* [Excerpt to read]:

◆ ◆ ◆

Orchestration (Coordinator):

class OrderSaga:
    def __init__(self, order):
        self.order = order
        self.completed_steps = []

    async def execute(self):
        try:
            # Step 1: Reserve inventory
            await self.reserve_inventory()
            self.completed_steps.append("inventory")

            # Step 2: Process payment
            await self.process_payment()
            self.completed_steps.append("payment")

            # Step 3: Confirm order
            await self.confirm_order()

        except Exception as e:
            # Compensate in reverse order
            await self.compensate()
            raise

    async def compensate(self):
        for step in reversed(self.completed_steps):
            if step == "inventory":
                await inventory_service.release(self.order.id)
            elif step == "payment":
                await payment_service.refund(self.order.id)

Choreography vs Orchestration:

Aspect Choreography Orchestration
Coordination Decentralized (events) Centralized (orchestrator)
Coupling Loose Tight to orchestrator
Complexity Distributed across services Concentrated in orchestrator
Tracing Harder (follow events) Easier (single coordinator)
Failure handling Implicit (event handlers) Explicit (orchestrator logic)
Best for Simple workflows Complex workflows

2. Event Sourcing

Pattern: Store events, not state

# Traditional approach (storing state)
class Order:
    id: int
    status: str  # "pending" → "confirmed" → "shipped"
    total: float

# Event sourcing (storing events)
class OrderCreated(Event):
    order_id: int
    total: float

class OrderConfirmed(Event):
    order_id: int

class OrderShipped(Event):
    order_id: int

# Rebuild state from events
def rebuild_order(order_id):
    events = event_store.get_events(order_id)
    order = Order()
    for event in events:
        order.apply(event)  # Apply each event to rebuild state
    return order

Pros: Complete audit trail, time travel, event replay Cons: Complexity, eventual consistency, schema evolution challenges

3. CQRS (Command Query Responsibility Segregation)

Separate read and write models:

# Write model (commands)
class CreateOrder:
    def execute(self, data):
        order = Order(**data)
        await db.save(order)
        await event_bus.publish("order.created", order)

# Read model (projections)
class OrderReadModel:
    # Denormalized for fast reads
    def __init__(self):
        self.cache = {}

    @event_bus.subscribe("order.created")

◆ ◆ ◆

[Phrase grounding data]
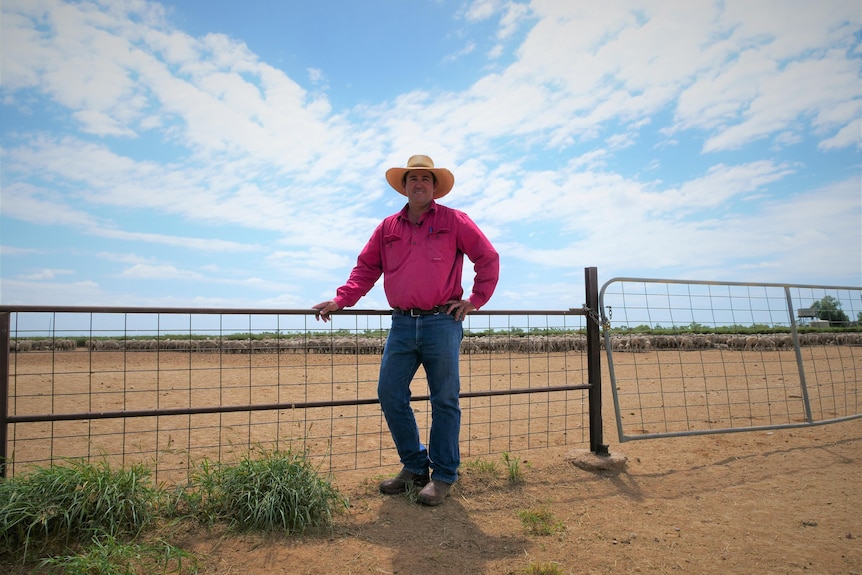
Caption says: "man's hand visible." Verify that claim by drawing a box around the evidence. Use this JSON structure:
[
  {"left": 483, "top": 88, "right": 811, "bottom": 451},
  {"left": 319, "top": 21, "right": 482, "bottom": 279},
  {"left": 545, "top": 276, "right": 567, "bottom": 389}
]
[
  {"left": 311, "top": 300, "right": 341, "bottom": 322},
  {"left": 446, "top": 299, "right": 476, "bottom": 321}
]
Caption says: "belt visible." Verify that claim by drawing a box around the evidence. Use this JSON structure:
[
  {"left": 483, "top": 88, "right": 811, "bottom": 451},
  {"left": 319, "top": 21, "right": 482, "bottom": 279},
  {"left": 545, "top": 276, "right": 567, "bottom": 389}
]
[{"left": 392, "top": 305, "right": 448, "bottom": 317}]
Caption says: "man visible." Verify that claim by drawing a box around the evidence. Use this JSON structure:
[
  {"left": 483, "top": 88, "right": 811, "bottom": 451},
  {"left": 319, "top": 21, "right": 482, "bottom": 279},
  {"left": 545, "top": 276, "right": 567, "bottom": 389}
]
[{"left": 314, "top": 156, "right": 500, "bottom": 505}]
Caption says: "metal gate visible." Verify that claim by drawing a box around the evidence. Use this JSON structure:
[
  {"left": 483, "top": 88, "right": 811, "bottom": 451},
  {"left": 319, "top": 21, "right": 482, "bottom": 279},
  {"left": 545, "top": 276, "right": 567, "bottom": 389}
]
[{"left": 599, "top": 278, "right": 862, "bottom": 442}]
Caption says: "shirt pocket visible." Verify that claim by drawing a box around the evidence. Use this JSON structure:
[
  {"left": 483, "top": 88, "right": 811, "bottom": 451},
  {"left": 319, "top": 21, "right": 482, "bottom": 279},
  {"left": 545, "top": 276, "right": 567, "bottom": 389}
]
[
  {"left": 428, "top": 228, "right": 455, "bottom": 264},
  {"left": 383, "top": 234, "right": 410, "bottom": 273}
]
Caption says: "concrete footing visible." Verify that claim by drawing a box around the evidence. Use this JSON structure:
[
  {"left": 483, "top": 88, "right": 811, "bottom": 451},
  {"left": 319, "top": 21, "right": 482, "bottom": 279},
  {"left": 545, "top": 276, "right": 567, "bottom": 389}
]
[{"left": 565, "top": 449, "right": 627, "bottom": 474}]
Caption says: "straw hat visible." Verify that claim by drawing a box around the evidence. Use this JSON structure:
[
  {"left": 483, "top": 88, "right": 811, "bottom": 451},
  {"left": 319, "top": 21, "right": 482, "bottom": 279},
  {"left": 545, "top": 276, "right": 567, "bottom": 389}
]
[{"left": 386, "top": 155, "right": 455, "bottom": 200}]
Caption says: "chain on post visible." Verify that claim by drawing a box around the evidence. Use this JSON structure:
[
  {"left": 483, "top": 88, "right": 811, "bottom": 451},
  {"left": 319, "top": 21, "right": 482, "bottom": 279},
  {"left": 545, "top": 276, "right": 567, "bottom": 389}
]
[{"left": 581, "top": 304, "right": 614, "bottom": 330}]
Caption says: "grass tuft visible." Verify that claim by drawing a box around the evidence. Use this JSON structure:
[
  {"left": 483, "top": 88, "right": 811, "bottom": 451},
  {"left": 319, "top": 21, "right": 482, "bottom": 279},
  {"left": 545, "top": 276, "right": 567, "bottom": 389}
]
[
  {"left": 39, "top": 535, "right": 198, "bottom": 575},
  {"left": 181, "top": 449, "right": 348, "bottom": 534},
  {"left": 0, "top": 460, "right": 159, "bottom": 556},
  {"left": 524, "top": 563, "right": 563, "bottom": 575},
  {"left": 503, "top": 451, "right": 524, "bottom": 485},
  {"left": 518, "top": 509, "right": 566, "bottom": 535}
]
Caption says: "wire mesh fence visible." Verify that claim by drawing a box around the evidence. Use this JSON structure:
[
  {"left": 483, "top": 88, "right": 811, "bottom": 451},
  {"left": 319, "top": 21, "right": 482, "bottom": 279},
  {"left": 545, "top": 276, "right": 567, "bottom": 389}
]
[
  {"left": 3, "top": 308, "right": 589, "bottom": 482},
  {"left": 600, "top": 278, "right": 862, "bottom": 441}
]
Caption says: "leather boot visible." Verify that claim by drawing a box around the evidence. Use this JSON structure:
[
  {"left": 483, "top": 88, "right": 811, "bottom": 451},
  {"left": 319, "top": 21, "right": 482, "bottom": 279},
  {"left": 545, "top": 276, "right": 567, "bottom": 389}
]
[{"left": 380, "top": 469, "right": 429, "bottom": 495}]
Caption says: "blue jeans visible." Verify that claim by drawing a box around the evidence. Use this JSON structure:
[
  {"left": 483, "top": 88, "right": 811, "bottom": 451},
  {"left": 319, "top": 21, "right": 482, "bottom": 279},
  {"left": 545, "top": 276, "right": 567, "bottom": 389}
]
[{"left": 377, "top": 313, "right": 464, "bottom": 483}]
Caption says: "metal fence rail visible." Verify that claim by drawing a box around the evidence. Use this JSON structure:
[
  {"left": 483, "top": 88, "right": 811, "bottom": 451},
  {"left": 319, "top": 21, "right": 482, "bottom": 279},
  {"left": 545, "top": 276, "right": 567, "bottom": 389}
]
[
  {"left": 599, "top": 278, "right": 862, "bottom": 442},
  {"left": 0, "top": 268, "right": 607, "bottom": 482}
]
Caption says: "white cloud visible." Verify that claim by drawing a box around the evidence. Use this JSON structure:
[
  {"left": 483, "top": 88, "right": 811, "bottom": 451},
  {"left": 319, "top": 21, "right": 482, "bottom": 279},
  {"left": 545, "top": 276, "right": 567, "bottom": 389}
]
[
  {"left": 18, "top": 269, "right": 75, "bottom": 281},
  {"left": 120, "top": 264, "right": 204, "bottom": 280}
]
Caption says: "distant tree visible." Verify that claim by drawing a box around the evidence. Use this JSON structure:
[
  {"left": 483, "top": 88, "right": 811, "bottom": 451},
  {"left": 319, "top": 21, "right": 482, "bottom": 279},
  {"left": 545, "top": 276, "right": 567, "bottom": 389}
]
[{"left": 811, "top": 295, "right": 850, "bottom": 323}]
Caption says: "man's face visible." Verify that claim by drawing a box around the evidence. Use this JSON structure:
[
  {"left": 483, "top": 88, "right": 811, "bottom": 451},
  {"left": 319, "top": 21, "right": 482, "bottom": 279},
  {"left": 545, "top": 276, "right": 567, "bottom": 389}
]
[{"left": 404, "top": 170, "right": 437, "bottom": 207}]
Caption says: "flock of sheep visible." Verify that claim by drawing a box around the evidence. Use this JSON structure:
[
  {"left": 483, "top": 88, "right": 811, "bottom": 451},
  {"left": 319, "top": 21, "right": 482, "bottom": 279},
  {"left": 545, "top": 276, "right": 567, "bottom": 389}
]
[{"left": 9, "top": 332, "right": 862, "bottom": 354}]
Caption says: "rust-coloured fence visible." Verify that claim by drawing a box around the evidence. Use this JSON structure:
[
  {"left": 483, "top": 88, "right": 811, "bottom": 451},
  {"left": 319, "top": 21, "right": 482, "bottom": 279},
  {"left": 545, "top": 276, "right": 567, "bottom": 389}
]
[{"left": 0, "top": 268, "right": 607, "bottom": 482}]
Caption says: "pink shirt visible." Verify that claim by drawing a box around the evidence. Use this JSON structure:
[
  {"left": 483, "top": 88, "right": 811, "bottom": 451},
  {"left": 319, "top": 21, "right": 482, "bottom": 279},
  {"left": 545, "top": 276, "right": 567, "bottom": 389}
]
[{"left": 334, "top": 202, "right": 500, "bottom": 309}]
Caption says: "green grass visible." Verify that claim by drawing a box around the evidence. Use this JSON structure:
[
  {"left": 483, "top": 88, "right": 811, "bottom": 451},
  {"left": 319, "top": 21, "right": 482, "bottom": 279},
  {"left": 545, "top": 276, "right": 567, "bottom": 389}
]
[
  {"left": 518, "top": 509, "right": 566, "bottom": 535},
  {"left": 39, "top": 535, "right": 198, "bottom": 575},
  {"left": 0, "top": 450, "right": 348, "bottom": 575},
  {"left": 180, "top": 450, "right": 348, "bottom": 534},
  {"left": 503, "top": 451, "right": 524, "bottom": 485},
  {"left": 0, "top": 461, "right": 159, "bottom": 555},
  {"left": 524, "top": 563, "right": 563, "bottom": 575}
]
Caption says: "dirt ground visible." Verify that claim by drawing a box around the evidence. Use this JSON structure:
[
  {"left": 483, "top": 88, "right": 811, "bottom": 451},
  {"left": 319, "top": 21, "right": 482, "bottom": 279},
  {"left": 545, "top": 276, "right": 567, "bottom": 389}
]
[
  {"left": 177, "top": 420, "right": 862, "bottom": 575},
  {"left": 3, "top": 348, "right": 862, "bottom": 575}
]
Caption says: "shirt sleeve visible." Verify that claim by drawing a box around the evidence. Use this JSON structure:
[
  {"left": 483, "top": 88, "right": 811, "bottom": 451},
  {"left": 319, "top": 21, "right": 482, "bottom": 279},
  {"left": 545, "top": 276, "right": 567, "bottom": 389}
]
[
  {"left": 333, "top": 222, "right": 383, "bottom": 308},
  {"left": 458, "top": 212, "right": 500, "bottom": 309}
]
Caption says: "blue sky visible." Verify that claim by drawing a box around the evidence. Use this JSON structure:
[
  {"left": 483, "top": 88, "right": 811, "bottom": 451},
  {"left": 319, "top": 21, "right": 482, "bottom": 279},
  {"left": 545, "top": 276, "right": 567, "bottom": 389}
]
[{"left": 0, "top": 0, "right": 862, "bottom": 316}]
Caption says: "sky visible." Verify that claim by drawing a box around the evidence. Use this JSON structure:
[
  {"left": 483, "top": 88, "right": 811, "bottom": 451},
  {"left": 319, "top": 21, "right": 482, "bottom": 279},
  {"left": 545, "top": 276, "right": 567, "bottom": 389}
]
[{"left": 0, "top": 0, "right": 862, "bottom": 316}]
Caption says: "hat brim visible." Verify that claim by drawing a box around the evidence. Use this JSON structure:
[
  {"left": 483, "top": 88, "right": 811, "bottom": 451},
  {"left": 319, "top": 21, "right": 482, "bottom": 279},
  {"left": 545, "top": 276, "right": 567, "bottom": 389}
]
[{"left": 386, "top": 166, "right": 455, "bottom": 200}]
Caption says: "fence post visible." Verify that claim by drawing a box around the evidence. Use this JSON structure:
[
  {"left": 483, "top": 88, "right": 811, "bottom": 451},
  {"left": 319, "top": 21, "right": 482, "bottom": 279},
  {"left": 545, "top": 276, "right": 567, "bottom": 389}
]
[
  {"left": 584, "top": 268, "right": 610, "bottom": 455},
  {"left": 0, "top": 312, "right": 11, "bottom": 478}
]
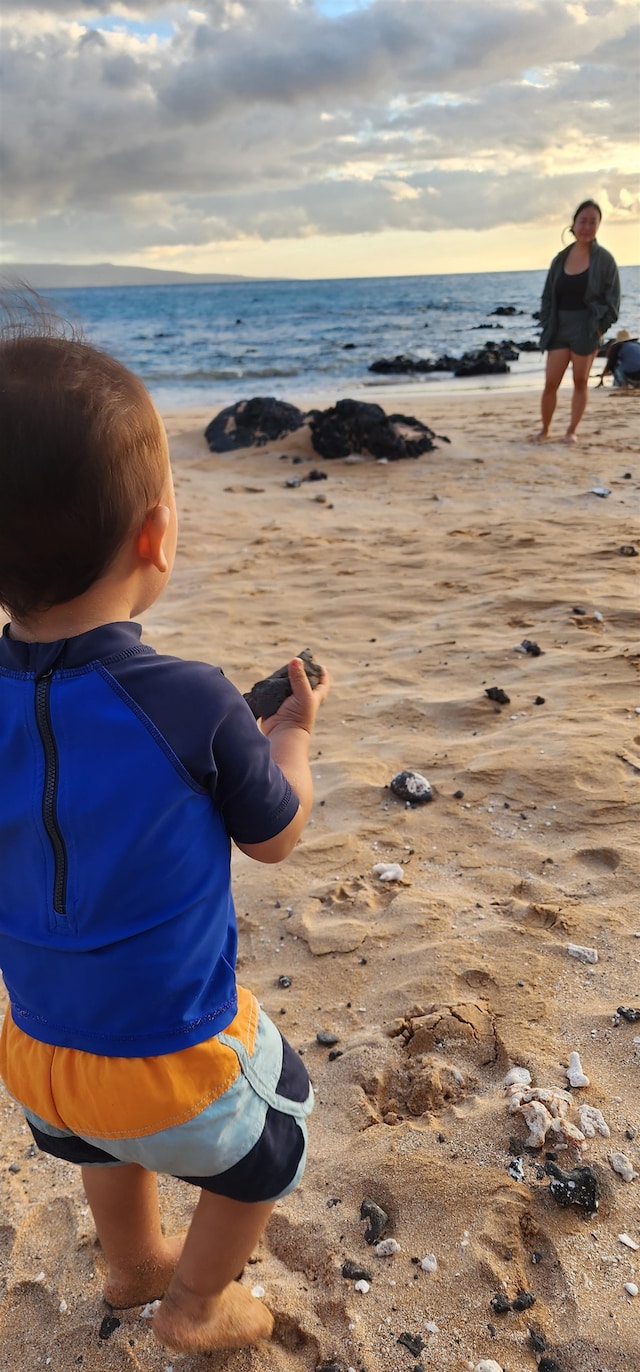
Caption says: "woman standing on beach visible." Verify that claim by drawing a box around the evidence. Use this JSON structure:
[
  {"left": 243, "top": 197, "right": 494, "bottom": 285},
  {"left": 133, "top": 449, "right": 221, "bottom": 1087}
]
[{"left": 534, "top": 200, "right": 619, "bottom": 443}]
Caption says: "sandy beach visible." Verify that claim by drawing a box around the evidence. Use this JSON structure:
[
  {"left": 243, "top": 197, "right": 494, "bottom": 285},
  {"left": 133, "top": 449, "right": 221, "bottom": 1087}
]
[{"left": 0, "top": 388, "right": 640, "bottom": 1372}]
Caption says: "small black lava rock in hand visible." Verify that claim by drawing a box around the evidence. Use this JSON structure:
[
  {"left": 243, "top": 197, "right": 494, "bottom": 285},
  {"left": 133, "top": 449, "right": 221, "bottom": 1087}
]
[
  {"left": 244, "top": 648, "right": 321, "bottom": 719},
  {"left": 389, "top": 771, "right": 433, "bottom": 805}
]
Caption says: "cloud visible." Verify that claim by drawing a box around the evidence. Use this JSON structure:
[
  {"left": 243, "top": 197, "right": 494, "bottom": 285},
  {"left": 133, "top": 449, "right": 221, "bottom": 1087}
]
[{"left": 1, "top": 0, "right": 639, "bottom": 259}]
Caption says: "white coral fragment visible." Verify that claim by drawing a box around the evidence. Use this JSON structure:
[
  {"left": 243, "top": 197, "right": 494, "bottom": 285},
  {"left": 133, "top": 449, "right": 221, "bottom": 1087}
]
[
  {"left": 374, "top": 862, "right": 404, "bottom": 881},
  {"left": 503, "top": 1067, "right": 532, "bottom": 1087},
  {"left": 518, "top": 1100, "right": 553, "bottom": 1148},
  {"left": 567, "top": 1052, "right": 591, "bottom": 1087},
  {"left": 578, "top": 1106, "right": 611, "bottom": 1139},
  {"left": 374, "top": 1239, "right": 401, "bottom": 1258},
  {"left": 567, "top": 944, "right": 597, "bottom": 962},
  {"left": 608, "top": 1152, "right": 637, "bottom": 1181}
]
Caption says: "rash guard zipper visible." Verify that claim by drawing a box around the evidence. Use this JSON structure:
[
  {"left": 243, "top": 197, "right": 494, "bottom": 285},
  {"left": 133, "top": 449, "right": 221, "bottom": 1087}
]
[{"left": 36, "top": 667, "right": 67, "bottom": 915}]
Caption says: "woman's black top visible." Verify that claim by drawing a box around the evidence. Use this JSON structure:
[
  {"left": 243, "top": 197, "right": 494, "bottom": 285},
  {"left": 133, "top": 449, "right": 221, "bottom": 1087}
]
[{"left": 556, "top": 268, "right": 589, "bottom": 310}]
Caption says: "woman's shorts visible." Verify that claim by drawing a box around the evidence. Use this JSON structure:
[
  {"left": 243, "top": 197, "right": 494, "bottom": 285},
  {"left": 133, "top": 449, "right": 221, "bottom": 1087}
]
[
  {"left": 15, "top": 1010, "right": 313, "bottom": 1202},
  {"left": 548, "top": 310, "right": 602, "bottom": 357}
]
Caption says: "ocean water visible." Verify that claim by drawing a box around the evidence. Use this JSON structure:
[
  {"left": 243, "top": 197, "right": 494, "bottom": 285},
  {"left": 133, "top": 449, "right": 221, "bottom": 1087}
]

◆ ◆ ◆

* [Task instructions]: Can you retype everything in the microservice patterns excerpt from "Failure handling Implicit" down to "approach (storing state)"?

* [Exercise result]:
Failure handling Implicit (event handlers) Explicit (orchestrator logic)
Best for Simple workflows Complex workflows

2. Event Sourcing

Pattern: Store events, not state

# Traditional approach (storing state)